### PAGE EXTRACT:
• • • • •

KRASNAYA POLYANA, Russia (AP) -- Torstein Horgmo's crash in practice and complaints from other athletes that some jumps were too steep have prompted organizers to modify the slopestyle course for the Sochi Olympics.
Horgmo, a strong medal contender from Norway, was treated in hospital after crashing Monday while attempting a difficult trick on a rail near the top of the course.
Team manager Thomas Harstad said the 26-year-old Horgmo landed heavily on his face and right shoulder. The Norwegian media later reported Horgmo had fractured his collarbone and was likely to be ruled out of the Olympics.
There was no official update on the injury. The Olympic News Service reported earlier that Horgmo was put in a neck brace, carried down the slope and taken to the athletes' hospital at Krasnaya Polyana.
Qualifying runs in men's slopestyle are scheduled for Thursday at the Rosa Khutor Extreme Park course, the day before the opening ceremony of the 2014 Winter Games.
International ski federation official Roberto Moresi, the assistant snowboard race director at Sochi, said organizers had responded to feedback from the athletes and were trimming some jumps at the top of the course "in order to make it more smooth."
Moresi said the course wasn't a factor in Horgmo's crash, saying it happened because "he was just trying a really hard trick."
Course designer Anders Forsell said the changes were minor.

• • • • •

### RECORD SET:
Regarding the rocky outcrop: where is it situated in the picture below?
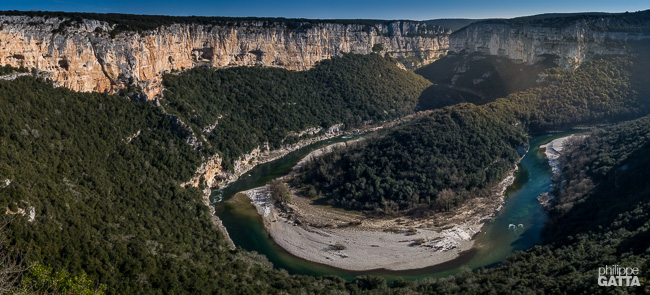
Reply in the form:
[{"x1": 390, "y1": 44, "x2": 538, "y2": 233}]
[
  {"x1": 0, "y1": 15, "x2": 450, "y2": 99},
  {"x1": 449, "y1": 16, "x2": 650, "y2": 69}
]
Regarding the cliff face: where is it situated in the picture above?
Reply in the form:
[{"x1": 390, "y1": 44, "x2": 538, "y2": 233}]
[
  {"x1": 0, "y1": 16, "x2": 450, "y2": 98},
  {"x1": 449, "y1": 19, "x2": 650, "y2": 69}
]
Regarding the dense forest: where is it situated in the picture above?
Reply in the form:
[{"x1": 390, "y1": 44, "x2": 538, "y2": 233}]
[
  {"x1": 295, "y1": 104, "x2": 527, "y2": 215},
  {"x1": 161, "y1": 54, "x2": 431, "y2": 169},
  {"x1": 415, "y1": 53, "x2": 558, "y2": 105},
  {"x1": 294, "y1": 44, "x2": 650, "y2": 214},
  {"x1": 0, "y1": 77, "x2": 360, "y2": 294},
  {"x1": 412, "y1": 117, "x2": 650, "y2": 294},
  {"x1": 0, "y1": 12, "x2": 650, "y2": 294}
]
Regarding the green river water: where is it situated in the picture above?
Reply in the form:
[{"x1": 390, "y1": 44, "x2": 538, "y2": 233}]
[{"x1": 211, "y1": 132, "x2": 573, "y2": 282}]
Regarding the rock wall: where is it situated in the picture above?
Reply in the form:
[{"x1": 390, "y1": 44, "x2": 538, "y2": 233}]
[
  {"x1": 0, "y1": 15, "x2": 450, "y2": 99},
  {"x1": 449, "y1": 19, "x2": 650, "y2": 69}
]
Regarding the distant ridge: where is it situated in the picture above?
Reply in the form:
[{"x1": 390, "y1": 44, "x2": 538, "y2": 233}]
[{"x1": 424, "y1": 18, "x2": 481, "y2": 31}]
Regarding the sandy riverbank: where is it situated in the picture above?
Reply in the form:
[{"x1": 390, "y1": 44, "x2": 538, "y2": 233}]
[{"x1": 233, "y1": 143, "x2": 514, "y2": 271}]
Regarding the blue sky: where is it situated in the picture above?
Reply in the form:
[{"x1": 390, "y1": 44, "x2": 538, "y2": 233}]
[{"x1": 0, "y1": 0, "x2": 650, "y2": 20}]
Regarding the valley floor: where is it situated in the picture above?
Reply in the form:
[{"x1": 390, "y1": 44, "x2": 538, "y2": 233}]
[{"x1": 232, "y1": 142, "x2": 514, "y2": 271}]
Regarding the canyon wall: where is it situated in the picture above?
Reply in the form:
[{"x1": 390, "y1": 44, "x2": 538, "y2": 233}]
[
  {"x1": 0, "y1": 15, "x2": 450, "y2": 99},
  {"x1": 449, "y1": 17, "x2": 650, "y2": 69}
]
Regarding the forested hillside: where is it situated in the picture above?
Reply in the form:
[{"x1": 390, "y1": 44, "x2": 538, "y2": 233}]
[
  {"x1": 161, "y1": 54, "x2": 430, "y2": 169},
  {"x1": 294, "y1": 44, "x2": 650, "y2": 214},
  {"x1": 0, "y1": 77, "x2": 360, "y2": 294},
  {"x1": 295, "y1": 104, "x2": 526, "y2": 215},
  {"x1": 414, "y1": 117, "x2": 650, "y2": 294}
]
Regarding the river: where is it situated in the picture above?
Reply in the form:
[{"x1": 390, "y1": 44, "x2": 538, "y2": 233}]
[{"x1": 211, "y1": 132, "x2": 574, "y2": 282}]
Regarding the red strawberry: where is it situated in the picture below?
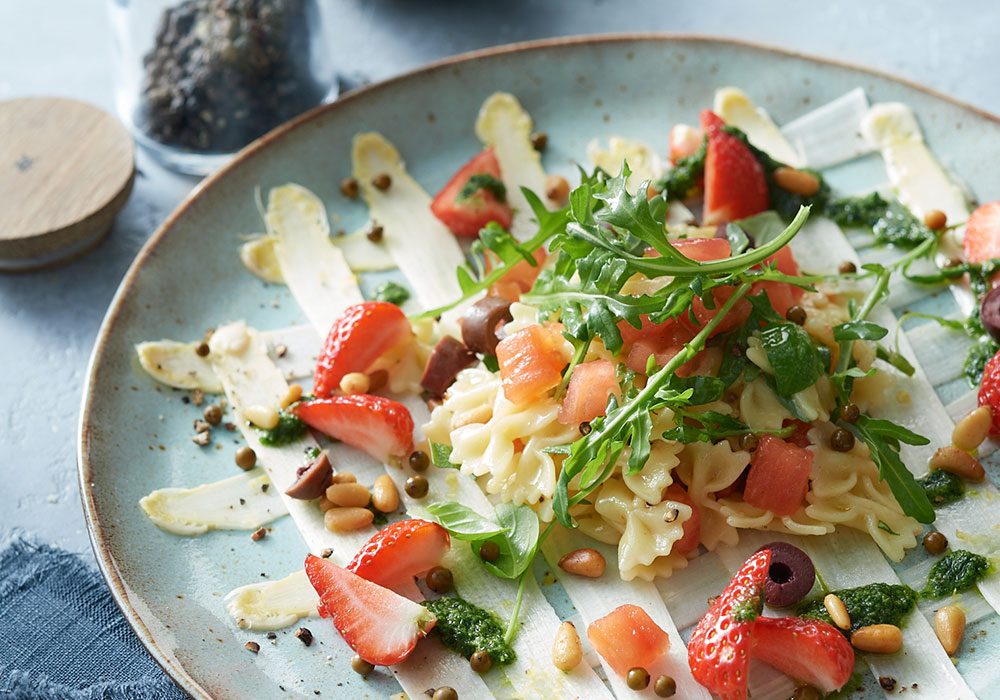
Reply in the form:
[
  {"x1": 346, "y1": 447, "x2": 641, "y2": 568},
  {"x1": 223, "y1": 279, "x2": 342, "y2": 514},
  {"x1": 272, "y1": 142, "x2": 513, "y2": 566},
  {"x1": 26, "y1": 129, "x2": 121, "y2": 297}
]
[
  {"x1": 688, "y1": 549, "x2": 771, "y2": 700},
  {"x1": 701, "y1": 110, "x2": 770, "y2": 225},
  {"x1": 313, "y1": 301, "x2": 413, "y2": 398},
  {"x1": 431, "y1": 147, "x2": 513, "y2": 237},
  {"x1": 979, "y1": 352, "x2": 1000, "y2": 437},
  {"x1": 750, "y1": 617, "x2": 854, "y2": 693},
  {"x1": 962, "y1": 202, "x2": 1000, "y2": 262},
  {"x1": 295, "y1": 394, "x2": 413, "y2": 462},
  {"x1": 306, "y1": 554, "x2": 437, "y2": 666},
  {"x1": 347, "y1": 518, "x2": 451, "y2": 588}
]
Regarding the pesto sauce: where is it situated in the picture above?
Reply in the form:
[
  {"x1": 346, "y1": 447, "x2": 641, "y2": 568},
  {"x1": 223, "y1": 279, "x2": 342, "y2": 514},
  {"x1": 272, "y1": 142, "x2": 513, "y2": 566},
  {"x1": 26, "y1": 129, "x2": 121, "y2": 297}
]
[
  {"x1": 797, "y1": 583, "x2": 917, "y2": 634},
  {"x1": 920, "y1": 549, "x2": 992, "y2": 598},
  {"x1": 917, "y1": 469, "x2": 965, "y2": 506},
  {"x1": 421, "y1": 597, "x2": 517, "y2": 665},
  {"x1": 258, "y1": 411, "x2": 306, "y2": 447}
]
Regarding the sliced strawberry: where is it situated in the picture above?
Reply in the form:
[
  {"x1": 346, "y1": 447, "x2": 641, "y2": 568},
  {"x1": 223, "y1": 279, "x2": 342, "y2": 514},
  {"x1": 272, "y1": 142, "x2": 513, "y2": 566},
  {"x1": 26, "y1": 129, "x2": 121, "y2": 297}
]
[
  {"x1": 750, "y1": 617, "x2": 854, "y2": 693},
  {"x1": 431, "y1": 146, "x2": 513, "y2": 237},
  {"x1": 702, "y1": 110, "x2": 770, "y2": 225},
  {"x1": 347, "y1": 518, "x2": 451, "y2": 589},
  {"x1": 962, "y1": 202, "x2": 1000, "y2": 262},
  {"x1": 306, "y1": 554, "x2": 437, "y2": 666},
  {"x1": 688, "y1": 549, "x2": 771, "y2": 700},
  {"x1": 313, "y1": 301, "x2": 413, "y2": 398},
  {"x1": 294, "y1": 394, "x2": 413, "y2": 462}
]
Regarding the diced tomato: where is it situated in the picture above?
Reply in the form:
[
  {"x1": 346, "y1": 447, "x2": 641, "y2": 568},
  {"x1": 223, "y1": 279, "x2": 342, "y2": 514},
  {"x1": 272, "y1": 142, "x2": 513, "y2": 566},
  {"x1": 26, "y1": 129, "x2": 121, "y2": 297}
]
[
  {"x1": 587, "y1": 604, "x2": 670, "y2": 676},
  {"x1": 559, "y1": 360, "x2": 621, "y2": 425},
  {"x1": 497, "y1": 326, "x2": 567, "y2": 404},
  {"x1": 486, "y1": 248, "x2": 547, "y2": 303},
  {"x1": 663, "y1": 484, "x2": 701, "y2": 554},
  {"x1": 431, "y1": 147, "x2": 513, "y2": 237},
  {"x1": 743, "y1": 435, "x2": 813, "y2": 516}
]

• • • • •

### EXERCISE REQUIREMENTS:
1 > Repeat word for word the part of the slopestyle article that starts with the words "There was no" and ends with "at Krasnaya Polyana.".
2 > Name every person mentioned by name in the slopestyle article.
3 > Pick up the slopestyle article after its last sentence and keep writing it.
The records have nothing to do with the slopestyle article.

### ANSWERS FOR EACH ITEM:
1 >
There was no official update on the injury. The Olympic News Service reported earlier that Horgmo was put in a neck brace, carried down the slope and taken to the athletes' hospital at Krasnaya Polyana.

2 > Torstein Horgmo, Thomas Harstad, Roberto Moresi, Anders Forsell

3 >
"On a non-tested course you're always nervous, but it worked out fine," he said of the reaction from athletes.
Riders discussed the course design at a meeting after the first practice session. Some thought some of the jumps were dangerous, others thought the course was OK.
"It looks pretty sketchy, the rails are sticky," Roope Tonteri, the 2013 world champion in men's slope style, was quoted as saying. "I think they wanted to make big kickers, and it's not really good for riders, and it's not really safe. I just don't want to get injured. It's not a really fun course to ride."
Sebastien Toutant of Canada told the Olympic News Service, "It's like jumping out of a building."
But U.S. rider Sage Kotsenburg compared the jumps with those at the X Games.
"It's what we should be jumping at this level. It's the Olympics," he said. "They need a little bit of work. That's how it happens. We ride, and after the first day the riders give feedback on the course. Then they work on it."